**次の課題:**
**A)** 酒さに関するプレスリリースのうち、「日本メナード化粧品株式会社のプレスリリース」から「常在菌叢の解析を行いました。」まで(両端を含む)をそのまま書き写してください。
**B)** 酒さに関するプレスリリースの続きを、最後の文の後から書き上げること。

**対象の本文:**

日本メナード化粧品株式会社のプレスリリース
日本メナード化粧品株式会社(愛知県名古屋市中区丸の内3-18-15、代表取締役社長:野々川 純一)は、藤田医科大学 ばんたね病院 総合アレルギー科(愛知県名古屋市中川区尾頭橋3-6-10、教授:矢上 晶子)との共同研究で、顔の赤み、刺激感、ほてり感などの症状を引き起こす炎症性疾患「酒さ」と皮膚常在菌との関係を調べました。その結果、酒さ患者の皮膚常在菌叢は健常人と異なり、レンサ球菌※1の割合が多くなっていることがわかりました。つまり、皮膚常在菌叢の乱れが酒さに関与していることが示唆されました。
酒さとは、額や鼻、頬といった顔面部に赤みや刺激感、ほてりなどが生じる慢性的な炎症性疾患で、重症でない場合は“赤ら顔”とも呼ばれます。酒さの発症や慢性化には皮膚常在菌が関与していると考えられてきましたが、その関係性には不明な点が多く残されています。そこで今回、酒さと皮膚常在菌との関わりを明らかにすることを目的とし、酒さ患者と健常人における皮膚常在菌叢の解析を行いました。

**抜粋データ:**

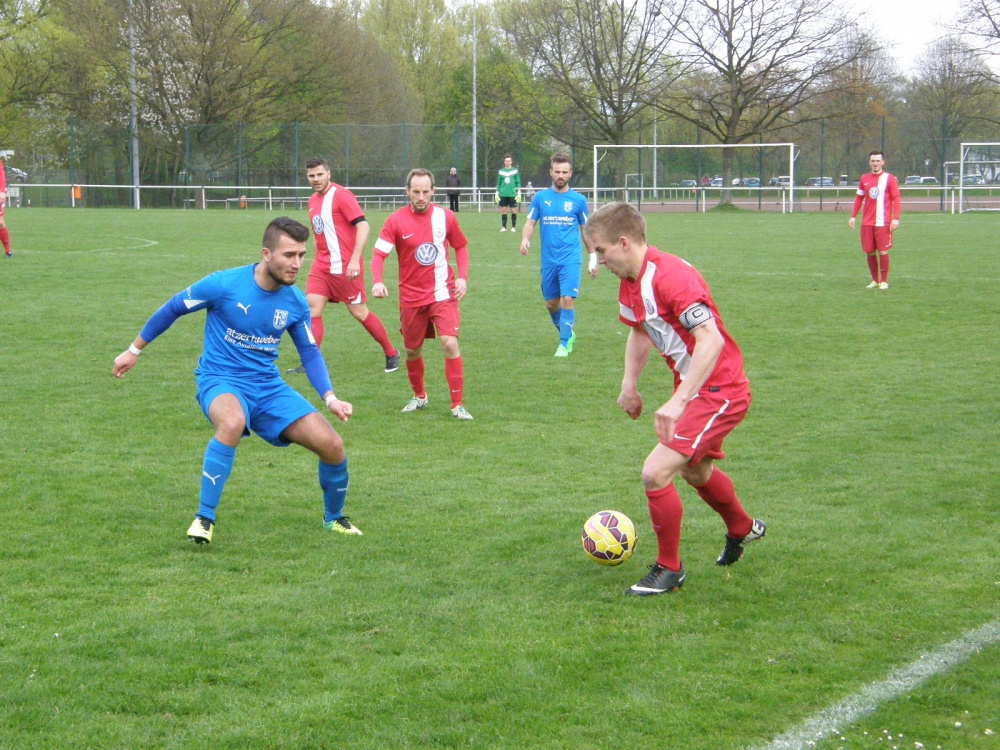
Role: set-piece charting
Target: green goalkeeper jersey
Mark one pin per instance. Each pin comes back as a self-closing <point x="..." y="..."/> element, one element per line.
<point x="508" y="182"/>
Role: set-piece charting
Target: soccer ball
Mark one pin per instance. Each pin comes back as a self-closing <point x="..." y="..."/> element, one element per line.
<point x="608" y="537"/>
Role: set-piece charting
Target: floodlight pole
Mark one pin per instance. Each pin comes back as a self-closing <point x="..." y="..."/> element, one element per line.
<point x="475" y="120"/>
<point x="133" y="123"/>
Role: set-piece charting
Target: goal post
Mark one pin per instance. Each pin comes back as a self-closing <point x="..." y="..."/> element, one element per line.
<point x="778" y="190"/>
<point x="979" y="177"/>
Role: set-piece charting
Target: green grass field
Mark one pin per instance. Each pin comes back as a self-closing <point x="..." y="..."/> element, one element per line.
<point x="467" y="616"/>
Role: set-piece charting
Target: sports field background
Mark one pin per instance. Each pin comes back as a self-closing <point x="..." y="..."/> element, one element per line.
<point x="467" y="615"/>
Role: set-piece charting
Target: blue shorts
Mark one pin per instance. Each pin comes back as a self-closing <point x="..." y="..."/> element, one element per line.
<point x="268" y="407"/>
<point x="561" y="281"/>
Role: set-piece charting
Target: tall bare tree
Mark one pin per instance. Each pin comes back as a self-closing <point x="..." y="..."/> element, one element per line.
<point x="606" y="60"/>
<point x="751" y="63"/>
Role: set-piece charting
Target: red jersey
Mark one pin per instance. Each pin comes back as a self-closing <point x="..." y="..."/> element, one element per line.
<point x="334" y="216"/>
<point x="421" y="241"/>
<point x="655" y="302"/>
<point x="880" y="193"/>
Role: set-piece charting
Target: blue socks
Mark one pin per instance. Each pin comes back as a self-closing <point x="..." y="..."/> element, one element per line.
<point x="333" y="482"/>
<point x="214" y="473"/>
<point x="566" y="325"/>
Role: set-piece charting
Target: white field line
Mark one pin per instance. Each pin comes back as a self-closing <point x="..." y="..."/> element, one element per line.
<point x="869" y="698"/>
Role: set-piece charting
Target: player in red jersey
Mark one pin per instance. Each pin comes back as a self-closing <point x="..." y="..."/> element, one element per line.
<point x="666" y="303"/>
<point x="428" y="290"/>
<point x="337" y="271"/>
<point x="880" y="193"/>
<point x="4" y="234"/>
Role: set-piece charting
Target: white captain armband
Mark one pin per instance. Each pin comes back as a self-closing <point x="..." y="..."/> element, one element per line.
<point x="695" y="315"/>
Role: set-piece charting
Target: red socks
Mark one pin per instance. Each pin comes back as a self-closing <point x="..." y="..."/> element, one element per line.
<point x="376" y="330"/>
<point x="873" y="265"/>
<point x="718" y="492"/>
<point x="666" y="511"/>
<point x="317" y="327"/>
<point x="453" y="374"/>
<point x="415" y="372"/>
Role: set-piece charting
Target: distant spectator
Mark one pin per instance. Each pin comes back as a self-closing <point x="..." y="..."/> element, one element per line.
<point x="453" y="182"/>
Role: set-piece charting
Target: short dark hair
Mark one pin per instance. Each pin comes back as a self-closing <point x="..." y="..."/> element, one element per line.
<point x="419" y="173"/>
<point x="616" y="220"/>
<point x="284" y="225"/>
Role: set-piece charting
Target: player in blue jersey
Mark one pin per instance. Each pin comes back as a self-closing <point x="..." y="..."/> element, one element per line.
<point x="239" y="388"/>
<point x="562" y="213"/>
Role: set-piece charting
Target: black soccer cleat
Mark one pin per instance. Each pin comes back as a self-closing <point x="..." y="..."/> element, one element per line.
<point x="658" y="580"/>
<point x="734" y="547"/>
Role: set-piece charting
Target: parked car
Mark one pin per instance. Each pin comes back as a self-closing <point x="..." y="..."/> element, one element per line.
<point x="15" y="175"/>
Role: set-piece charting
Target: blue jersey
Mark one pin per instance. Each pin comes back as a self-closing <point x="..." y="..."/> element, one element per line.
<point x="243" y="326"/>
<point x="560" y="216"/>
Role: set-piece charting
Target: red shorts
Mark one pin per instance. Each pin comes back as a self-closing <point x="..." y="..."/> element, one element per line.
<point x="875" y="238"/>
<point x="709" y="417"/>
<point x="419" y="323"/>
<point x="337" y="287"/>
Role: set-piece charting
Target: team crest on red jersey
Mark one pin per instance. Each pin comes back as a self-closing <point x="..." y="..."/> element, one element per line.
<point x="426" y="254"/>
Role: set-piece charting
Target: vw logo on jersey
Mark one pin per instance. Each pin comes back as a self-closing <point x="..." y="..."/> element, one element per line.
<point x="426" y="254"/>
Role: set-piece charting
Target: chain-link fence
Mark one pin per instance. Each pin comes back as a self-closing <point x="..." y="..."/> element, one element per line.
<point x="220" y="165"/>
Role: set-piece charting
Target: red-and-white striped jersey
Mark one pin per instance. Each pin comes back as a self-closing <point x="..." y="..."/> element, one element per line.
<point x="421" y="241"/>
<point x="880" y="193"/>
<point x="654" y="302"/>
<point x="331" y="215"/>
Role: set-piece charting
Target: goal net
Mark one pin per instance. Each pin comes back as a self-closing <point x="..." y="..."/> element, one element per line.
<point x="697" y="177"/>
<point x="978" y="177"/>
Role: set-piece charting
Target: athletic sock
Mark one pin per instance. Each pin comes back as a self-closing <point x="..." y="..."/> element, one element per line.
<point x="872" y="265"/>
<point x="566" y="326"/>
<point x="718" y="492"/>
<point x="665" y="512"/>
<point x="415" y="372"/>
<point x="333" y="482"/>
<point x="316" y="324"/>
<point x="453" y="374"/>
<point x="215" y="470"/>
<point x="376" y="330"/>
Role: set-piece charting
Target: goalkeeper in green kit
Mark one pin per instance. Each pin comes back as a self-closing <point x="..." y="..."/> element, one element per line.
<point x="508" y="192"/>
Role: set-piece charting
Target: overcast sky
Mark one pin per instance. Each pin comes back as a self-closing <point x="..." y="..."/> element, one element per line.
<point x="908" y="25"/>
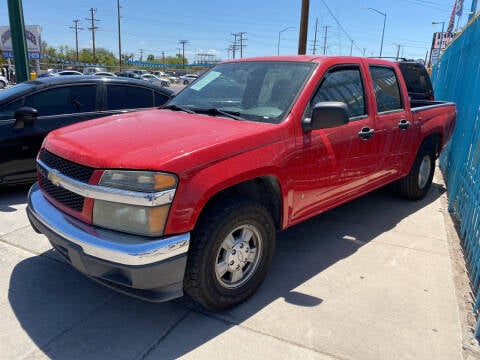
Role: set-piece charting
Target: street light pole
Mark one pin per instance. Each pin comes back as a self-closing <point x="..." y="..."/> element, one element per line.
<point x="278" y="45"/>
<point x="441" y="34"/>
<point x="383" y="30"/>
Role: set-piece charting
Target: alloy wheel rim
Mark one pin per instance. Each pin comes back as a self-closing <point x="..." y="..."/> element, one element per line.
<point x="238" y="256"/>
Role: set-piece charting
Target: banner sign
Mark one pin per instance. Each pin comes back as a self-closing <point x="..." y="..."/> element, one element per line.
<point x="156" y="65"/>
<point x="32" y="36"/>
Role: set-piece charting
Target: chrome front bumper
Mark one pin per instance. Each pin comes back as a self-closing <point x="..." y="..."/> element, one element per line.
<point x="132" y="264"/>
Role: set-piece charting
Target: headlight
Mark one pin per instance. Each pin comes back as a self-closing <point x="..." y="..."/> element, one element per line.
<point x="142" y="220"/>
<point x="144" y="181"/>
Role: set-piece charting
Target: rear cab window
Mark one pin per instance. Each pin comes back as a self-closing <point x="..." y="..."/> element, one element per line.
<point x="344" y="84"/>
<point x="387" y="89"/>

**順番の回答:**
**A)**
日本メナード化粧品株式会社のプレスリリース
日本メナード化粧品株式会社(愛知県名古屋市中区丸の内3-18-15、代表取締役社長:野々川 純一)は、藤田医科大学 ばんたね病院 総合アレルギー科(愛知県名古屋市中川区尾頭橋3-6-10、教授:矢上 晶子)との共同研究で、顔の赤み、刺激感、ほてり感などの症状を引き起こす炎症性疾患「酒さ」と皮膚常在菌との関係を調べました。その結果、酒さ患者の皮膚常在菌叢は健常人と異なり、レンサ球菌※1の割合が多くなっていることがわかりました。つまり、皮膚常在菌叢の乱れが酒さに関与していることが示唆されました。
酒さとは、額や鼻、頬といった顔面部に赤みや刺激感、ほてりなどが生じる慢性的な炎症性疾患で、重症でない場合は“赤ら顔”とも呼ばれます。酒さの発症や慢性化には皮膚常在菌が関与していると考えられてきましたが、その関係性には不明な点が多く残されています。そこで今回、酒さと皮膚常在菌との関わりを明らかにすることを目的とし、酒さ患者と健常人における皮膚常在菌叢の解析を行いました。

**B)**
遺伝子を網羅的に解析できる次世代シーケンサーを用いた解析の結果から、酒さ患者では健常人と比較してレンサ球菌※1と呼ばれる菌の割合が多くなっていることがわかりました。レンサ球菌は一般的に、健常な皮膚常在菌叢における割合が低いことから、酒さ患者では皮膚常在菌叢の乱れ(ディスバイオーシス)が起きている可能性が示唆されました。
今後も酒さと皮膚常在菌との関係性の研究を進め、酒さが慢性化するメカニズムの解明や顔の赤みを改善する新たなアプローチの開発を目指していきます。なお、本ニュースリリースの内容は、2025年7月4日から5日にかけて東京で開催された第50回日本香粧品学会学術大会における発表内容の一部です。
※1 レンサ球菌:咽頭や皮膚などでみられる細菌。皮膚常在菌として一般的な菌だが、健常な皮膚では検出頻度が低いことが知られている。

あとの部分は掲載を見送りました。